Унылое, безотрадное детство, тревожная юность, страхи зрелости — всё это он носил внутри себя. Дело даже не в «семейных тайнах» или черством отце — дело в ажурном складе души, разрываемой от самых легких прикосновений. Несчастливых детей на свете очень много, но мало детей, потрясенных своим несчастьем, испытывающих ужас от обыденного — скажем, от постоянных разговорах своих отцов о деньгах в конце месяца.

Отрицательная роль отца в судьбе Кафки бесспорна: она во многом напоминает роль отца Достоевского. Не тирань первый «никчемного сына», не переживи второй убийство отца крестьянами, воспринятое через «Эдипов комплекс», вполне возможно, не было бы ни «Процесса», ни «Бесов», ни «Братьев Карамазовых».

«Подросток» не случайно стал любимой книгой Кафки — ведь ее герой тоже пытается разгадать тайну силы отца, и тайна эта — в его роковой и губительной власти над сыном, от которой он не способен избавиться. Франц Кафка всю жизнь страдал «комплексом сдавливания», его «Письмо к отцу» и отдельные фрагменты дневников должны быть положены в основу педагогики, в круг обязательного чтения родителей. Только одна пронзительная фраза — ключ к бесконечному количеству исковерканных родителями судеб «родимых чад»: «…Я могу в любой момент доказать, что мое воспитание было направлено на то, чтобы сделать из меня другого человека, а не того, каким я стал».

Судьба Кафки, трагедия его жизни, суть его творчества — еще одно блестящее свидетельство правоты Зигмунда Фрейда, связавшего характер человека с качеством его детства. Детство Франца Кафки прошло под огромной темной тенью отца. Герман Кафка, грубый, необузданный, несправедливый, нечувствительный, нетерпимый мужлан, огромными усилиями выбившийся в люди, постоянно попрекал детей тем, что они, благодаря ему, не знали нужды и росли на всем готовом. Герман тиранил мать и сестер Франца: старшая сестра Элли поспешила выйти замуж, дабы избежать домашнего ига. Особенно сильно отец «давил» сына, ломал его, превращал в раба, не разумея, что калечит и без того сверхчувствительного ребенка, пытаясь превратить его в такого же бесчувственного человека, как он сам.

• • • • • • •

Перепишите отрывок фрагмента о Кафке, начиная с «Судьба Кафки, трагедия» и продолжая до «как он сам.» включительно. Поменяйте в нем «мужлан» на «деспот».

• • • • • • •

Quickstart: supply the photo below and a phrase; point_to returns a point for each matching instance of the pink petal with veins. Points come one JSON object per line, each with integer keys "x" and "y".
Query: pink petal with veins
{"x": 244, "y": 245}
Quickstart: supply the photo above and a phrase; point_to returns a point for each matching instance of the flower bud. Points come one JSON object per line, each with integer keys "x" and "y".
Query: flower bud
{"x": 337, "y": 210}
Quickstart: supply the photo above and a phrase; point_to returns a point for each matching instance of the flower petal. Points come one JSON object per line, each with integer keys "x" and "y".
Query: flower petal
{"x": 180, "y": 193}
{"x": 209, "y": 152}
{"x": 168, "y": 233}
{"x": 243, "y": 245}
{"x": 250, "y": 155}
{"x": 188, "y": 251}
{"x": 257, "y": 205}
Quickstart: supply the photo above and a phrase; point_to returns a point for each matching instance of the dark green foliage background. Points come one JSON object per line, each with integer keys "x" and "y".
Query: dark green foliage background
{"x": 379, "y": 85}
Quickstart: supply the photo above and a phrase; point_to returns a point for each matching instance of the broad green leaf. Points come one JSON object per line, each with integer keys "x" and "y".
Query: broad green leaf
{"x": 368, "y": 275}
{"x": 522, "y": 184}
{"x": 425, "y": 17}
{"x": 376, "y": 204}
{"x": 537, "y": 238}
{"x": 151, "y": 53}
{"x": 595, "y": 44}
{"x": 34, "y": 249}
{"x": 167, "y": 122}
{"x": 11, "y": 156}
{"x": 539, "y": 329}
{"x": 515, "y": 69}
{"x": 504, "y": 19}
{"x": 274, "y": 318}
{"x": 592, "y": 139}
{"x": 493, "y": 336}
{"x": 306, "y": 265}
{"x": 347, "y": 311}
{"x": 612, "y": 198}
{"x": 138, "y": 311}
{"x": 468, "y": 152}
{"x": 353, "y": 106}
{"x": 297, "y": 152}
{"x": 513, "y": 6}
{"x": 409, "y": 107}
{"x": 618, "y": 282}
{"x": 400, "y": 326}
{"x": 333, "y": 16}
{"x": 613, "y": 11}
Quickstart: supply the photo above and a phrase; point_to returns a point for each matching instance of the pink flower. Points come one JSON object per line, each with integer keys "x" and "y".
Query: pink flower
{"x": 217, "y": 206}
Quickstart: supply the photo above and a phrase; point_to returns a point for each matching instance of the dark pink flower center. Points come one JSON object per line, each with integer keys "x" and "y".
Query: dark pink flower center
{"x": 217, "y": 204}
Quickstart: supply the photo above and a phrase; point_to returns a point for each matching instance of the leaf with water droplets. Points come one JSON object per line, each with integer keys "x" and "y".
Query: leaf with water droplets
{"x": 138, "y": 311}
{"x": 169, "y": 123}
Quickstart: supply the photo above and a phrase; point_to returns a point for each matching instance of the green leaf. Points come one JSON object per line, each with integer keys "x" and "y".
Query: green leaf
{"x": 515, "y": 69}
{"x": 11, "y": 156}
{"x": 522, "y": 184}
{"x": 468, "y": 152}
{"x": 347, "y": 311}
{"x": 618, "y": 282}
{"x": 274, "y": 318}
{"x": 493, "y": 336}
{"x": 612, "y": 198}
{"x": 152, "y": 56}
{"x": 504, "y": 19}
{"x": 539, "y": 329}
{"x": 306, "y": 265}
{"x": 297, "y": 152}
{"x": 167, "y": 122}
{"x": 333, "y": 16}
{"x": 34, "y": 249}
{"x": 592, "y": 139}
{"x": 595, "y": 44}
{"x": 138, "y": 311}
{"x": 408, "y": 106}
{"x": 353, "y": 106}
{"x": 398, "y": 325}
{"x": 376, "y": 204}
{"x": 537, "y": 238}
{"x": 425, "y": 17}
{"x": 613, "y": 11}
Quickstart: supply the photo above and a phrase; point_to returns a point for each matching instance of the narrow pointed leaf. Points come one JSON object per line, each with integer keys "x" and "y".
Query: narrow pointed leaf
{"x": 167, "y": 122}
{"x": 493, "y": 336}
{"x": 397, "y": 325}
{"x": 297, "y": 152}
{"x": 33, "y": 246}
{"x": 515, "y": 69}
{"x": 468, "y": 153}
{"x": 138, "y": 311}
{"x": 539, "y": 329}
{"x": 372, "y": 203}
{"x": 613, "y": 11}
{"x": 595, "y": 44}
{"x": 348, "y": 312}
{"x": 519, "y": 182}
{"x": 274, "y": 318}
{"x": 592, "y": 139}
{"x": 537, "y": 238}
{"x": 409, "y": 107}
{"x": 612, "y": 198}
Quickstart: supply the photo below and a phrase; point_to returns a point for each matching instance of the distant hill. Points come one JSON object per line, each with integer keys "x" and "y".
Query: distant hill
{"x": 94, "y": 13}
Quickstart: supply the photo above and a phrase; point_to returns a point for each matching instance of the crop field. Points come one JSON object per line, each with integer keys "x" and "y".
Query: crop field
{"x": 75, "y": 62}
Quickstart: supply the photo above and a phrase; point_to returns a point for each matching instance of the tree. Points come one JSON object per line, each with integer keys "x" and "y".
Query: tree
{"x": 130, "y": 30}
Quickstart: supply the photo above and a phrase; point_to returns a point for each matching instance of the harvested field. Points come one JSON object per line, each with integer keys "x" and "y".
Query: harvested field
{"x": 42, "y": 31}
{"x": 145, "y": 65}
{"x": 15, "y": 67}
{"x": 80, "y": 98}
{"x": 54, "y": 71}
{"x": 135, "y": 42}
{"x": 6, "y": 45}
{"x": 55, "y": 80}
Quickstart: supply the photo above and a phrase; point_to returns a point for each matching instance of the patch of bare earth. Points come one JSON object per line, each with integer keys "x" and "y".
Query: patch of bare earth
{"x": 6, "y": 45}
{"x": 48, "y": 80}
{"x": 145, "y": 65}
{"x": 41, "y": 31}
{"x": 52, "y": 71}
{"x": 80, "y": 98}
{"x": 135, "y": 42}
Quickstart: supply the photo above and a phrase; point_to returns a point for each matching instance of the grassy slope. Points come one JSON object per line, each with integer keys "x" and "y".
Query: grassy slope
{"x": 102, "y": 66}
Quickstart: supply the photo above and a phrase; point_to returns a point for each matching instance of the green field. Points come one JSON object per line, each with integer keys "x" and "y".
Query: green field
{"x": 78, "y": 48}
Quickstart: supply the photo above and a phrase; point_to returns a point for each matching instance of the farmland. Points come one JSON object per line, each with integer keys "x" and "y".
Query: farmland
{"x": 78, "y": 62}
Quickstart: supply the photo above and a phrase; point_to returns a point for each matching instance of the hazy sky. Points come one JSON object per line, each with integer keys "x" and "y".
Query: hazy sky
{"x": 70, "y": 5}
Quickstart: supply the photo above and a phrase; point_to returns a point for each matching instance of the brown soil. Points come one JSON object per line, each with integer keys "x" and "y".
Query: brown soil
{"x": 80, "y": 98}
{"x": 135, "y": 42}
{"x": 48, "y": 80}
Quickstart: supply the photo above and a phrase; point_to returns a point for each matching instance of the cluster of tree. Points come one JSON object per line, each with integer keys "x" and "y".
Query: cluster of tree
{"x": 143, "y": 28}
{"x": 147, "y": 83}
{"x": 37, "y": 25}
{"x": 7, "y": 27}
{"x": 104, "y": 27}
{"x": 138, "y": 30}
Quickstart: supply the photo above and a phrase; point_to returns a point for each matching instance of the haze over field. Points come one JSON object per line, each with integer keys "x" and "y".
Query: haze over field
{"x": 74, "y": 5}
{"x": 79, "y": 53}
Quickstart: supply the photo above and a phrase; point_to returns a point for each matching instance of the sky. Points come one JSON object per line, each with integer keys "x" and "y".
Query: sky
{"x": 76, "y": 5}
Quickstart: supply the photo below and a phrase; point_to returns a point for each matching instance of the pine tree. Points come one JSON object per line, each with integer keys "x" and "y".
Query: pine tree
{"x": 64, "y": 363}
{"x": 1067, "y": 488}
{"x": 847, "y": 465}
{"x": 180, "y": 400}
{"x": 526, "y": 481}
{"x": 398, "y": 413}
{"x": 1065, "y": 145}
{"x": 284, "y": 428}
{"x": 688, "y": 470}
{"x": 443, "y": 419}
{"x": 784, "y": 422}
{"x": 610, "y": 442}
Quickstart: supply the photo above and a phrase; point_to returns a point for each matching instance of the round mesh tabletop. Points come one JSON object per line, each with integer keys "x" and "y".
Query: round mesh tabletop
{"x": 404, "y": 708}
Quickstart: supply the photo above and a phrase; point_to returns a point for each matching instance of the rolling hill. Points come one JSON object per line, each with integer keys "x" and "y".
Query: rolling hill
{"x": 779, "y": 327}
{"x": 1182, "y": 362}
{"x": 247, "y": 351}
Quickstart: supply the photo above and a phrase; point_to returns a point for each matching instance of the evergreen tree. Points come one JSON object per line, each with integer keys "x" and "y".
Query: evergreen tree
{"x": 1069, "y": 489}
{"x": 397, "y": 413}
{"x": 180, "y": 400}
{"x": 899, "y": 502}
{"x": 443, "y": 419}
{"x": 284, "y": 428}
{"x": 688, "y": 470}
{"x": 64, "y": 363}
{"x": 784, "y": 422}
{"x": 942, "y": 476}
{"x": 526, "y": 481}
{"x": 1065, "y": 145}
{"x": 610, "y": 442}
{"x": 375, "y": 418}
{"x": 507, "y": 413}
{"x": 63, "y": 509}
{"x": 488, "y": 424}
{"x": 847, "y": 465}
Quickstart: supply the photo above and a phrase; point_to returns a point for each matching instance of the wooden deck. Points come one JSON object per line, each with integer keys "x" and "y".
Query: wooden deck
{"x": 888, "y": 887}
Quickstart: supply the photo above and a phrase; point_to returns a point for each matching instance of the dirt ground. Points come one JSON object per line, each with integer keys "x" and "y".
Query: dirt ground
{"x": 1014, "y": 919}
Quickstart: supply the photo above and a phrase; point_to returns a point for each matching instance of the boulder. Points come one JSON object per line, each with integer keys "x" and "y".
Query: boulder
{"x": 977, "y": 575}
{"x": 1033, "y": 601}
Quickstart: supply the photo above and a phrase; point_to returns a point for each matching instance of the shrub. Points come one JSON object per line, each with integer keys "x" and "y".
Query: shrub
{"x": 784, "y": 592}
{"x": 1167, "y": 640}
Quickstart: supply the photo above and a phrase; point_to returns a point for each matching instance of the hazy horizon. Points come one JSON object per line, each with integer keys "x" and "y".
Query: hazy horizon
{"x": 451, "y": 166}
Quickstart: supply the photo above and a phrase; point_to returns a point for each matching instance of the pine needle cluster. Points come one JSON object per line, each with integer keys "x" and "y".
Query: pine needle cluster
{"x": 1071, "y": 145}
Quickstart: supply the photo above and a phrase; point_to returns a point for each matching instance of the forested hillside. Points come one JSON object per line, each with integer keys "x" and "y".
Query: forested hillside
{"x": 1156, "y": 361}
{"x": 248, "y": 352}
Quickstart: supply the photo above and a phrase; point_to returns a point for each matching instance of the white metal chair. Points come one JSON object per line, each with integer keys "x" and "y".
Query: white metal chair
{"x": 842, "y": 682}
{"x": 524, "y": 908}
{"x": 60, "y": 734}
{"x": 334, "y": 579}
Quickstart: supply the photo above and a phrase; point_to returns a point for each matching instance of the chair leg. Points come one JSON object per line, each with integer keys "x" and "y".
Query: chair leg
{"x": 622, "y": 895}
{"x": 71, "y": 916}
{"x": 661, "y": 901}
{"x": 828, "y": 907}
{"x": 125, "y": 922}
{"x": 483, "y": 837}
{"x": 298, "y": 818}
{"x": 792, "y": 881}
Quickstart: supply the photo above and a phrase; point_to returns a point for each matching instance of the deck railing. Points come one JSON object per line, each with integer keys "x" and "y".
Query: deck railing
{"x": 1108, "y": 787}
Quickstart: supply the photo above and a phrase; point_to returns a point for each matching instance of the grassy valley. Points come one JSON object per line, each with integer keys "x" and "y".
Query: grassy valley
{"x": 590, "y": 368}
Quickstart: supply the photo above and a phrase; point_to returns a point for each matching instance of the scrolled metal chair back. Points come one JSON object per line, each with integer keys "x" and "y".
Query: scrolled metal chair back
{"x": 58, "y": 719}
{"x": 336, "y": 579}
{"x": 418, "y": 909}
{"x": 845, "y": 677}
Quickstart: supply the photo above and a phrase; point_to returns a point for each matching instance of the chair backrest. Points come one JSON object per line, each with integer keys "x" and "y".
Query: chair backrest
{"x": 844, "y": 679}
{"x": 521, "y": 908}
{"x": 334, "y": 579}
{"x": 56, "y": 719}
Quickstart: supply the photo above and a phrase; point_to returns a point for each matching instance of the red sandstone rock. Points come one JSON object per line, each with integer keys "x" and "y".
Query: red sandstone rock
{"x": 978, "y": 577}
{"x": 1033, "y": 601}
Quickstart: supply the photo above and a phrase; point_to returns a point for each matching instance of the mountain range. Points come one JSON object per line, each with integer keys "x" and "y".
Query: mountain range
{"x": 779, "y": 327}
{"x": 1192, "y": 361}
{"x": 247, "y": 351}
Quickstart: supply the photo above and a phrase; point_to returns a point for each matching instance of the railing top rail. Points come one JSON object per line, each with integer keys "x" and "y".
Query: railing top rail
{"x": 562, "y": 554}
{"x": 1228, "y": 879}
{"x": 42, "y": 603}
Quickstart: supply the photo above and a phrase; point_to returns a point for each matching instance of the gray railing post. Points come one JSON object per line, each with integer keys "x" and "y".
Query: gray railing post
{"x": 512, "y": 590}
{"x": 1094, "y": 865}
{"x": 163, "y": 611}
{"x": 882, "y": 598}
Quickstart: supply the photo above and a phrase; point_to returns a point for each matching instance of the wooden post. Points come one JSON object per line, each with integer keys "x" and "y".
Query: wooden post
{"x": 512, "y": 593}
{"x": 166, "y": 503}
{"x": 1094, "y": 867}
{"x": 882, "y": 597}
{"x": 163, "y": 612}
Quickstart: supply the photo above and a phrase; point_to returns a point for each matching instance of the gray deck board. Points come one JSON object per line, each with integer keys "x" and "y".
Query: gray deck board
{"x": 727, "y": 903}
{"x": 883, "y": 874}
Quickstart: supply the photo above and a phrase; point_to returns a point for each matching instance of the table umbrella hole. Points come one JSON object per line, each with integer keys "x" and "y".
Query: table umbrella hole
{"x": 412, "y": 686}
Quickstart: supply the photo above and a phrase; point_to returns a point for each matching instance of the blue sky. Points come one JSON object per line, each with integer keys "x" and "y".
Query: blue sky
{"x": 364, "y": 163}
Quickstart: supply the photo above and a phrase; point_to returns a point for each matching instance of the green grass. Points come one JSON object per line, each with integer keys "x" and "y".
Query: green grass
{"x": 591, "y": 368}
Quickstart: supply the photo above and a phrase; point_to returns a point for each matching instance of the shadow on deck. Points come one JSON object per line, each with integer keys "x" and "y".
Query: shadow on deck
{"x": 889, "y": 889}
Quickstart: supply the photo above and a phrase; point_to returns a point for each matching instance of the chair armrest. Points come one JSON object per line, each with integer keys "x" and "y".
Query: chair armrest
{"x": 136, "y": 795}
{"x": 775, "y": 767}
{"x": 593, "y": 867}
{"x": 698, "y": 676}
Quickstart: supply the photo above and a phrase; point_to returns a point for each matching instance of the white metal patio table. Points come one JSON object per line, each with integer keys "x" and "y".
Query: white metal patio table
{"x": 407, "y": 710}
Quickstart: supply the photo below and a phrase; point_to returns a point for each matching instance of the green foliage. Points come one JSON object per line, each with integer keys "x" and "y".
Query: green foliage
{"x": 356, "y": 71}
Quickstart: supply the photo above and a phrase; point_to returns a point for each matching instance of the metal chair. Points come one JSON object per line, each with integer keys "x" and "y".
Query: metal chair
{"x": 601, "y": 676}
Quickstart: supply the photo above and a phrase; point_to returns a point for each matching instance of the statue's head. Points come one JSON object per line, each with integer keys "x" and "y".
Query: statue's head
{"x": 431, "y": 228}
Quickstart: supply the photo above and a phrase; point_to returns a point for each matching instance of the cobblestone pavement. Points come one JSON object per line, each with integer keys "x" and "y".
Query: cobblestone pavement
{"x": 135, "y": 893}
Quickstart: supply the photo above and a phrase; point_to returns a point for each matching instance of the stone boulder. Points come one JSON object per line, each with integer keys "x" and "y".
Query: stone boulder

• • • • • • •

◆ Письменный ответ ◆
Судьба Кафки, трагедия его жизни, суть его творчества — еще одно блестящее свидетельство правоты Зигмунда Фрейда, связавшего характер человека с качеством его детства. Детство Франца Кафки прошло под огромной темной тенью отца. Герман Кафка, грубый, необузданный, несправедливый, нечувствительный, нетерпимый деспот, огромными усилиями выбившийся в люди, постоянно попрекал детей тем, что они, благодаря ему, не знали нужды и росли на всем готовом. Герман тиранил мать и сестер Франца: старшая сестра Элли поспешила выйти замуж, дабы избежать домашнего ига. Особенно сильно отец «давил» сына, ломал его, превращал в раба, не разумея, что калечит и без того сверхчувствительного ребенка, пытаясь превратить его в такого же бесчувственного человека, как он сам.